**Instruções**
A. Segundo a entrevista, em que mês e ano Ricardo Ferraço assumiu a presidência da Comissão de Relações Exteriores e Defesa Nacional do Senado?
B. Reproduza da entrevista o trecho que começa com as palavras que contêm "É uma questão" e termina com "para nós mesmos.".

**Texto de origem**
━━━━━━━━━━━━━━━━
DUDA TEIXEIRA
O capixaba Ricardo Ferraço (PMDB-ES) assumiu a presidência da Comissão de Relações Exteriores e Defesa Nacional do Senado em fevereiro de 2013 com uma promessa. "A comissão tinha de deixar de ser um cartório, que simplesmente homologava o nome das indicações presidenciais para as missões diplomáticas", diz Ferraço. Com ele no comando, a comissão tornou-se um contraponto às políticas seguidas pelo Palácio Itamaraty. Apesar de pertencer a um partido da base governista, Ferraço tem sido crítico e severo com o Executivo. Recentemente, por exemplo, a indicação para o próximo embaixador brasileiro em La Paz, capital da Bolívia. foi "sobrestada", ou seja, tirada da pauta. O posto continuará vago até que Ferraço e os outros membros da comissão recebam esclarecimentos convincentes sobre as relações bilaterais com o país do presidente Evo Morales. O senador de 50 anos concedeu a seguinte entrevista a VEJA.
VEJA – Por que o Senado brasileiro deve se preocupar com os problemas internos de países vizinhos, como a Venezuela?
Ferraço – No caso especifico da Venezuela, os problemas que ela enfrenta também são nossos porque se trata de um membro do MERCOSUL. Uma das cláusulas mais importantes do bloco econômico é aquela que prioriza a democracia e a liberdade de expressão. O governo brasileiro não pode se fazer de morto quando esses valores são suprimidos.
É uma questão de autodefesa. Ao promovermos a democracia dentro do MERCOSUL, também apontamos aquilo que não queremos que aconteça dentro de nosso próprio país. Nossa sociedade tem de estar muito vigilante e alerta. Quando vemos a oposição venezuelana sendo massacrada, violentada e invadida em suas prerrogativas, não podemos ser coniventes. Temos de dizer ao mundo e aos nossos parceiros o que consideramos relevante e declarar o que queremos para nós mesmos.
"Vivemos um apagão em política externa. Dilma não lidera e também não delega”
━━━━━━━━━━━━━━━━
**Itens fornecidos**

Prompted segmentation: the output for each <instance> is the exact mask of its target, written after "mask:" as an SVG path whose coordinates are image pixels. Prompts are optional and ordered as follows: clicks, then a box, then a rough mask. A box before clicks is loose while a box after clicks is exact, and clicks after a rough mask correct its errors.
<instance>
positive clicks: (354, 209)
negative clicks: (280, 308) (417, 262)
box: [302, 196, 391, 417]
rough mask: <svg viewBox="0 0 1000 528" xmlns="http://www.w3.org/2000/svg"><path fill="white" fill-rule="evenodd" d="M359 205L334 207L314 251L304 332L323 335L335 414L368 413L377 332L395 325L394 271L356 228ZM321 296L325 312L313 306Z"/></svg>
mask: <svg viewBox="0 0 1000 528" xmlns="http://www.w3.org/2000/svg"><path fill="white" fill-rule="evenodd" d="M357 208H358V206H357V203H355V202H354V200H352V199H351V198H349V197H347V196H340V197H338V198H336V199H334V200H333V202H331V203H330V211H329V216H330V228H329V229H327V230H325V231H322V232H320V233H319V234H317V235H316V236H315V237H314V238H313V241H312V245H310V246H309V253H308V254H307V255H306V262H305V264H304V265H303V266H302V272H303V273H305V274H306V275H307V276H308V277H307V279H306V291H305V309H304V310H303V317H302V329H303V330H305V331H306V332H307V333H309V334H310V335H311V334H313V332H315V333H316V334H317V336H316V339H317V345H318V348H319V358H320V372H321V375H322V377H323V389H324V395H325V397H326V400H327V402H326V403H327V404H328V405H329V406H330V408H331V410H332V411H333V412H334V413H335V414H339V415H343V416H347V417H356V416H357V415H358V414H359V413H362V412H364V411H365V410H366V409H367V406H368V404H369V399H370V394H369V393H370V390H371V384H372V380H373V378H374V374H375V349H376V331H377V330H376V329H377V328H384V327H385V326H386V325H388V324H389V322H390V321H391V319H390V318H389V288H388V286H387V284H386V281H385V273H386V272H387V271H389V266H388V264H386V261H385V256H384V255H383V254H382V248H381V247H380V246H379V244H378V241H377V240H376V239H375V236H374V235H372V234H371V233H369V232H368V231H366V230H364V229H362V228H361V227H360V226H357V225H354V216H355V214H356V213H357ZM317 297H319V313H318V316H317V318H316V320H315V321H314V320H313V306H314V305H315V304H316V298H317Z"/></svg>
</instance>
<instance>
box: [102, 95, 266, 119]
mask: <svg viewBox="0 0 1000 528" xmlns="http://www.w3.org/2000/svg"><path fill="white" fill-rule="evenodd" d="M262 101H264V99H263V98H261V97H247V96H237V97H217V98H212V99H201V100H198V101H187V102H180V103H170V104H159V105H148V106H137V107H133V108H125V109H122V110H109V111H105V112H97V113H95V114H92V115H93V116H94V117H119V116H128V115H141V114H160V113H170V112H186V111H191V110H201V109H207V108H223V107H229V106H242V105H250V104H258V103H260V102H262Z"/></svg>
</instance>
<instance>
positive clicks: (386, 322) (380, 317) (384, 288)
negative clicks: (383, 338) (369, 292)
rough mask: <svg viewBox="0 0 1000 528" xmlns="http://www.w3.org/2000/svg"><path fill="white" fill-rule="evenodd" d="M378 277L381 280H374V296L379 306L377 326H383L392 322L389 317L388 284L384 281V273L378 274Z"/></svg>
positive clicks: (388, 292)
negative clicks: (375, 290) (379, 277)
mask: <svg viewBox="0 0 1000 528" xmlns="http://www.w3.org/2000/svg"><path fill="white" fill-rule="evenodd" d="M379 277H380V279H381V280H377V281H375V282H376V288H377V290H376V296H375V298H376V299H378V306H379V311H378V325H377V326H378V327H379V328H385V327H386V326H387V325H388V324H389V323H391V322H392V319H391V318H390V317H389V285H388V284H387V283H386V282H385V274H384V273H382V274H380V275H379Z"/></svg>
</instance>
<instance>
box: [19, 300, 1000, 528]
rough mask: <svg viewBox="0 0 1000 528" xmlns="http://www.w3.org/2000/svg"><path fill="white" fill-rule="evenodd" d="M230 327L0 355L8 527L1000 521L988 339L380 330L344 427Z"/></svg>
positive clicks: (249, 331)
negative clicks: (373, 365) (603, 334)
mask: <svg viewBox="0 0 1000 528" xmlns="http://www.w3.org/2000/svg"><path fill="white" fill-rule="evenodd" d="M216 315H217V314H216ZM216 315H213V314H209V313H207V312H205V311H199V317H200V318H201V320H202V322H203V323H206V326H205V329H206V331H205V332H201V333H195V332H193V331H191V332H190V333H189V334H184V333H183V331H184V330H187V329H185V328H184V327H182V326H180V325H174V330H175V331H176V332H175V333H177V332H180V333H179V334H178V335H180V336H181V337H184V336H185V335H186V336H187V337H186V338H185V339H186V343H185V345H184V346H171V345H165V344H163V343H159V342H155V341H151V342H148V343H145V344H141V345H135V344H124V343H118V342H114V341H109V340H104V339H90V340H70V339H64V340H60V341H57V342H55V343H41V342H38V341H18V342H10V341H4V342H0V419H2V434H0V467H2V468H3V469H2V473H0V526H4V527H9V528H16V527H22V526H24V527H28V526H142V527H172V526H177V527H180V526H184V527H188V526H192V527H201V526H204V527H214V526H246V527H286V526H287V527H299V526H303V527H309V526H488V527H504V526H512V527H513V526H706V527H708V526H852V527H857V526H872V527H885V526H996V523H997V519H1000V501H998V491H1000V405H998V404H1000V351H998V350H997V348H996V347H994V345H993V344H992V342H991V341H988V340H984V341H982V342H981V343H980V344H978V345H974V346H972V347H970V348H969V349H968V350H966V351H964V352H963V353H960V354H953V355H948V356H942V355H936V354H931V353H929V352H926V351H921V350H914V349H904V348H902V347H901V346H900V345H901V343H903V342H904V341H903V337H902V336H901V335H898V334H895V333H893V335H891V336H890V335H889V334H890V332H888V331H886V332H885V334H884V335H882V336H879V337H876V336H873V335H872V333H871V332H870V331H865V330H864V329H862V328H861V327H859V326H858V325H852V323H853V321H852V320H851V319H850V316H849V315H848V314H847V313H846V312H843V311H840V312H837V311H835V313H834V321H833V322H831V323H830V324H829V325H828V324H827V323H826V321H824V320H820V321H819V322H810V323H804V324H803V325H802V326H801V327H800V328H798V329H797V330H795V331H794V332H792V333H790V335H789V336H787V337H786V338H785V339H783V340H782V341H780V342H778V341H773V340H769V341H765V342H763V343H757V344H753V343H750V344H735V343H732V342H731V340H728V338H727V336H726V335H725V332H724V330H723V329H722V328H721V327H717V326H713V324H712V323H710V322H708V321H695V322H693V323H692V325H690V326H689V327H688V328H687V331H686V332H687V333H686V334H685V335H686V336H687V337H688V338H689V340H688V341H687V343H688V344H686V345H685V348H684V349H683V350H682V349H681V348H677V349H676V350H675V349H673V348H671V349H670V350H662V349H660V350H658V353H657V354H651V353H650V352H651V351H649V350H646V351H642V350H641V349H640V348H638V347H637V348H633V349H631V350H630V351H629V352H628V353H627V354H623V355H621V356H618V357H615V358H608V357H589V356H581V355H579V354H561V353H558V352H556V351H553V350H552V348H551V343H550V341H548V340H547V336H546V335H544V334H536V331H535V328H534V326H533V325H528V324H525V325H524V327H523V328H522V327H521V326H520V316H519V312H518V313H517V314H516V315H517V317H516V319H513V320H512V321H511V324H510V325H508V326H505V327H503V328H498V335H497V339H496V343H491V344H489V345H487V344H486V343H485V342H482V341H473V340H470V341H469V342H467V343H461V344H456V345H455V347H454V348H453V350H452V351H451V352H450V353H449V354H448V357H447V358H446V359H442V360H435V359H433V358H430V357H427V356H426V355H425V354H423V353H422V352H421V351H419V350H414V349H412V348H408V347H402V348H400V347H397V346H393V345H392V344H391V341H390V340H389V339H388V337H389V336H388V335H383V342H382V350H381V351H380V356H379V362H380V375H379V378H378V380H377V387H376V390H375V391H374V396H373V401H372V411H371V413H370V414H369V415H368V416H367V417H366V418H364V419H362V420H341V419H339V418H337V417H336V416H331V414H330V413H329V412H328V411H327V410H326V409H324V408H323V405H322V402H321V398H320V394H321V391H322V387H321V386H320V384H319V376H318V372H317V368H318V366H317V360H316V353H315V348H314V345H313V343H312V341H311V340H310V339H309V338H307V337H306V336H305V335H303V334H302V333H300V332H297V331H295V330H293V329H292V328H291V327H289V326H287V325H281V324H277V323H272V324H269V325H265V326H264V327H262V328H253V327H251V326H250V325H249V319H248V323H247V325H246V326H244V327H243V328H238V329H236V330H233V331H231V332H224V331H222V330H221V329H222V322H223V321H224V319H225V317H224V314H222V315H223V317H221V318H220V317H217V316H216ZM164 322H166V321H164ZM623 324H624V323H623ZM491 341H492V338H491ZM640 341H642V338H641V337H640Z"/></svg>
━━━━━━━━━━━━━━━━
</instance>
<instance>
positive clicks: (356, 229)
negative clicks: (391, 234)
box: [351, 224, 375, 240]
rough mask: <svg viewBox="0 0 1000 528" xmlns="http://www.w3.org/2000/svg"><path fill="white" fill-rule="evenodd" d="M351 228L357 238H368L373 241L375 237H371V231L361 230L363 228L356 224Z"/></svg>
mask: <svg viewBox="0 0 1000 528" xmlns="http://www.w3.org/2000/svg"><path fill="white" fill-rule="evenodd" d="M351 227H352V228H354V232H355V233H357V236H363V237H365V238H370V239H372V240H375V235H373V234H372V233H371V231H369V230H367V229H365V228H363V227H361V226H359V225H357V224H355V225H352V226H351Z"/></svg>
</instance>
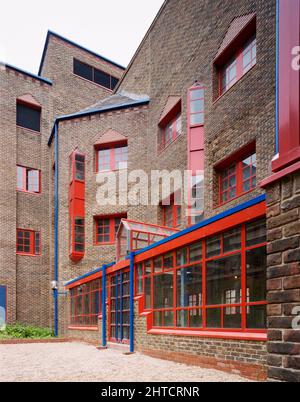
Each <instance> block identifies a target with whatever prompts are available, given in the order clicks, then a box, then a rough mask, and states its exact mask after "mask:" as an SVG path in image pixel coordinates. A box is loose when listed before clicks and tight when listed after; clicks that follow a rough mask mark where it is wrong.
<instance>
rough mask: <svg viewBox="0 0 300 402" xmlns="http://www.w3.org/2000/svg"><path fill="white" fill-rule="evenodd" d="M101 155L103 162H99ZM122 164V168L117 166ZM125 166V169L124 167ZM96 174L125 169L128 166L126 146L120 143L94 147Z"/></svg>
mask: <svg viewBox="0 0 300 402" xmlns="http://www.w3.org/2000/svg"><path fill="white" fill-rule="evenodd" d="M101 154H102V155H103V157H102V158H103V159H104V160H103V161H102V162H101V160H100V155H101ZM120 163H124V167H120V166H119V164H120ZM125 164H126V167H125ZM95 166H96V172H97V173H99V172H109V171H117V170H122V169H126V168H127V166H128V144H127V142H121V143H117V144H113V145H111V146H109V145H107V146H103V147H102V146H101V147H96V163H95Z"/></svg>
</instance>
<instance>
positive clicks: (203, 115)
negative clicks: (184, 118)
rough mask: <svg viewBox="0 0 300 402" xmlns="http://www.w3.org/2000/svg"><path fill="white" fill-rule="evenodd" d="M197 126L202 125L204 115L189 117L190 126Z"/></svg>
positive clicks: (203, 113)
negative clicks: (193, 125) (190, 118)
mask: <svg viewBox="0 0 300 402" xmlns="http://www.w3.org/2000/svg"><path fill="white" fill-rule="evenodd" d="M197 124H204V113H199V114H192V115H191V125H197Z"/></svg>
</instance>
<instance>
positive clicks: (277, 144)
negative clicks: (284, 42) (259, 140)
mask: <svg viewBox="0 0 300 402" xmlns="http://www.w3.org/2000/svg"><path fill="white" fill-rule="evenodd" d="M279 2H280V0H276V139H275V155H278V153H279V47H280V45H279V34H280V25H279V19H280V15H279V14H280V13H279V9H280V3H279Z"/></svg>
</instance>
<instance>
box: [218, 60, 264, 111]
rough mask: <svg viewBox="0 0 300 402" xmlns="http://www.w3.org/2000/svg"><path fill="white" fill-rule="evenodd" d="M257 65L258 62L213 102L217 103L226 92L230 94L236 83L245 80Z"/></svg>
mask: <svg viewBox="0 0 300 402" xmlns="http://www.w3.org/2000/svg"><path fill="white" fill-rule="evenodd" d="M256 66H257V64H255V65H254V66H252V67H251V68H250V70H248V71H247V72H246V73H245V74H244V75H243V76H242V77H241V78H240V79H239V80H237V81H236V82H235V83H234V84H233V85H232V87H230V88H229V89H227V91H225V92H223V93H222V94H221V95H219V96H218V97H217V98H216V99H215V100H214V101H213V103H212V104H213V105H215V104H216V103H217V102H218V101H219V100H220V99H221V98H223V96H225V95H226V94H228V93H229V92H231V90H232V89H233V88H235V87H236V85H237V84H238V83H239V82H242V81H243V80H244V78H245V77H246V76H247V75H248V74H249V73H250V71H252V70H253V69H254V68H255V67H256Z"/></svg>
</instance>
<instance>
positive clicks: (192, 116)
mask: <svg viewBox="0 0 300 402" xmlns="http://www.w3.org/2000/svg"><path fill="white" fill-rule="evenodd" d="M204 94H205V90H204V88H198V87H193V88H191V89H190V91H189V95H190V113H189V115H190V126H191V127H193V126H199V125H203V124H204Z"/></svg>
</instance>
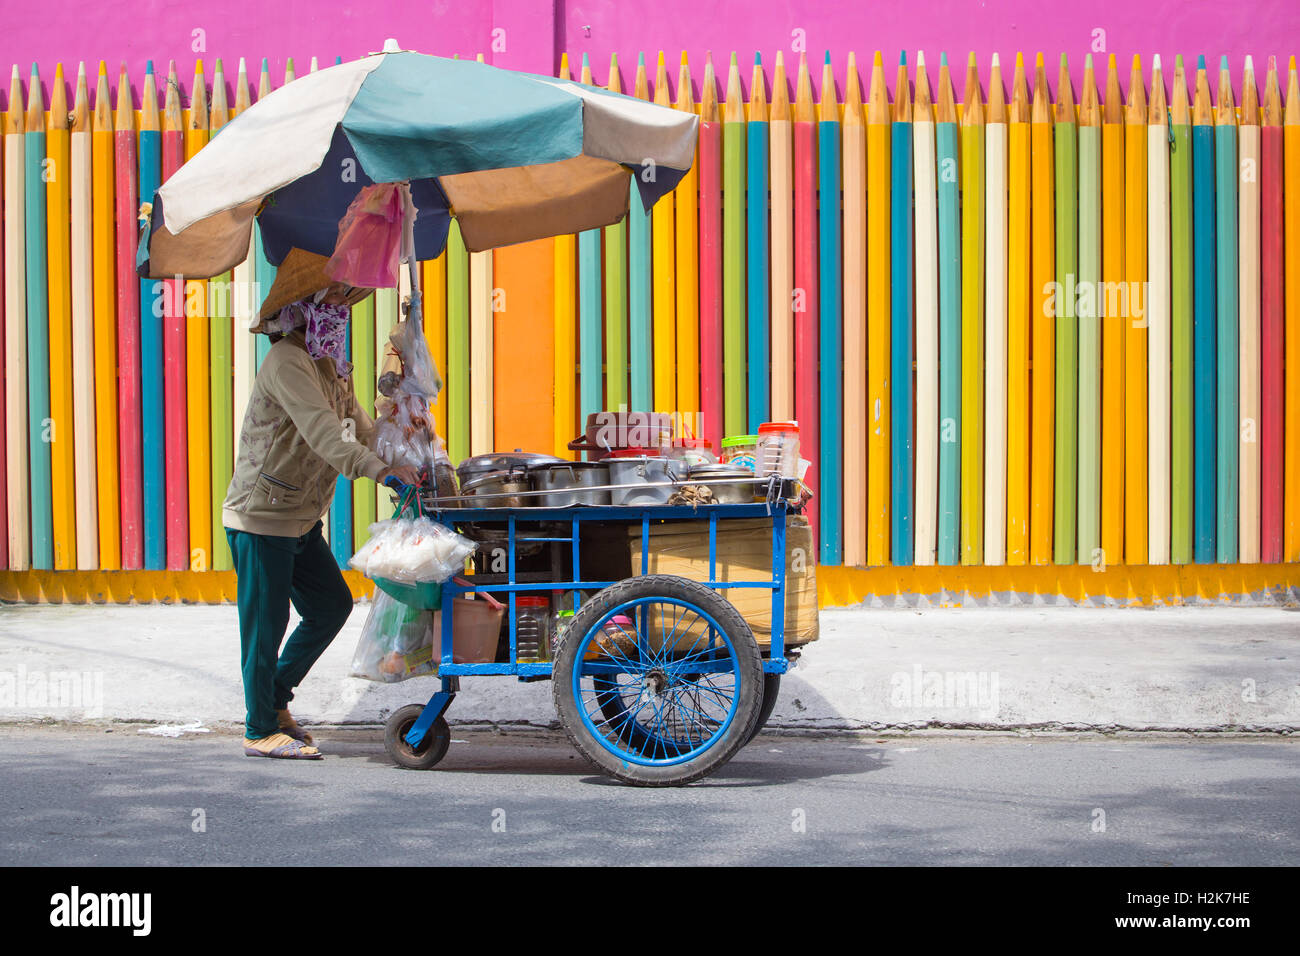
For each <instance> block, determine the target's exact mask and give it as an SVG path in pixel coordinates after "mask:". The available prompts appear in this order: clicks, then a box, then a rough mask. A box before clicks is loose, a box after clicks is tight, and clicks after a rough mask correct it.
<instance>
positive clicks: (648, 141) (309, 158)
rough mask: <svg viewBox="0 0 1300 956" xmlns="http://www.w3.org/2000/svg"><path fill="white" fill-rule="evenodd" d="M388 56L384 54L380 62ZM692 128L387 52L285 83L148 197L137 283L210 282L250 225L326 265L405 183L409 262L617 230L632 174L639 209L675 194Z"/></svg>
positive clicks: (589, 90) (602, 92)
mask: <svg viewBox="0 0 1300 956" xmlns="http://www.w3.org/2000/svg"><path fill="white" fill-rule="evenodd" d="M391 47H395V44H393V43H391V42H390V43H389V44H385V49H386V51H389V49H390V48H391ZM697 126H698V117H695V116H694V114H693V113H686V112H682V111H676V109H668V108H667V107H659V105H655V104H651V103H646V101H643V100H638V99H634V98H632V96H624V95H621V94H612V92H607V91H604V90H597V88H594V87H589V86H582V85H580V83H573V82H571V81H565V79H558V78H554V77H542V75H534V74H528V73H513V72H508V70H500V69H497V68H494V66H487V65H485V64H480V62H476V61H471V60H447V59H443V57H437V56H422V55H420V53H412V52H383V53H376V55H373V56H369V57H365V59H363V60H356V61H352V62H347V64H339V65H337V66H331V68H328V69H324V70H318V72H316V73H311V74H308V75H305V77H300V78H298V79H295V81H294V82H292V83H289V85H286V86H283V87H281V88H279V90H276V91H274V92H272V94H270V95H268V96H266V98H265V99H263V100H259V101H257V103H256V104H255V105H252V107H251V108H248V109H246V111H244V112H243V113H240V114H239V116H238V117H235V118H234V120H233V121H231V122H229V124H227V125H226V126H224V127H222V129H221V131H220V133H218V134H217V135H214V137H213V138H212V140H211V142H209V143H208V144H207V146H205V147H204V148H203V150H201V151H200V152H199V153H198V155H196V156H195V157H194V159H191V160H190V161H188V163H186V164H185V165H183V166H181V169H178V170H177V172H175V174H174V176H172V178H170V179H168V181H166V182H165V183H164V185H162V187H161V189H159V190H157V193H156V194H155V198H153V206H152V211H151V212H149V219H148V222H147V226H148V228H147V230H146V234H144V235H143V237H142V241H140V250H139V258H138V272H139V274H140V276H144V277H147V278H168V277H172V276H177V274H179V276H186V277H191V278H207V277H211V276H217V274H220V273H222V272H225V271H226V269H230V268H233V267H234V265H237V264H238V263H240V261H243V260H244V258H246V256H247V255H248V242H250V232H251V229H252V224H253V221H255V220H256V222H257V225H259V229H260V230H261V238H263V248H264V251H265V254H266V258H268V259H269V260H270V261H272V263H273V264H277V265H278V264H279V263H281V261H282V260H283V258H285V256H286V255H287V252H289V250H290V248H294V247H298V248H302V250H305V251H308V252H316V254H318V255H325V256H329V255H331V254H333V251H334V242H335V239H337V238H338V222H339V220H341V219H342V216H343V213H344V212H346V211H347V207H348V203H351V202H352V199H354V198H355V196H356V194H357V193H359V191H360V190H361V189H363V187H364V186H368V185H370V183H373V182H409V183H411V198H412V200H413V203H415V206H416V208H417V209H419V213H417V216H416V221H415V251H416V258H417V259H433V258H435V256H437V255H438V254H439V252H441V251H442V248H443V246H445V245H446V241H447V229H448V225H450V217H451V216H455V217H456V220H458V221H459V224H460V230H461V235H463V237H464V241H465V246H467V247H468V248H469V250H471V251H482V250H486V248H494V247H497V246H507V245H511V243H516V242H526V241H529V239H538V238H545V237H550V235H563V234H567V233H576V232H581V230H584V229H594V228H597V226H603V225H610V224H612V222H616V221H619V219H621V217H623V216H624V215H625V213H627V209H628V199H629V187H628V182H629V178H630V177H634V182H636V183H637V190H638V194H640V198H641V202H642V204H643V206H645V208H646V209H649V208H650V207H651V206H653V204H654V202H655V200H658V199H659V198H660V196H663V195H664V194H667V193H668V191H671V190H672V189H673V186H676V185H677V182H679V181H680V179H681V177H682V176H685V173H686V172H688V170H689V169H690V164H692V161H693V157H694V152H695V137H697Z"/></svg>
━━━━━━━━━━━━━━━━
**Respostas dos exercícios**
A. Em fevereiro de 2013.

B.
É uma questão de autodefesa. Ao promovermos a democracia dentro do MERCOSUL, também apontamos aquilo que não queremos que aconteça dentro de nosso próprio país. Nossa sociedade tem de estar muito vigilante e alerta. Quando vemos a oposição venezuelana sendo massacrada, violentada e invadida em suas prerrogativas, não podemos ser coniventes. Temos de dizer ao mundo e aos nossos parceiros o que consideramos relevante e declarar o que queremos para nós mesmos.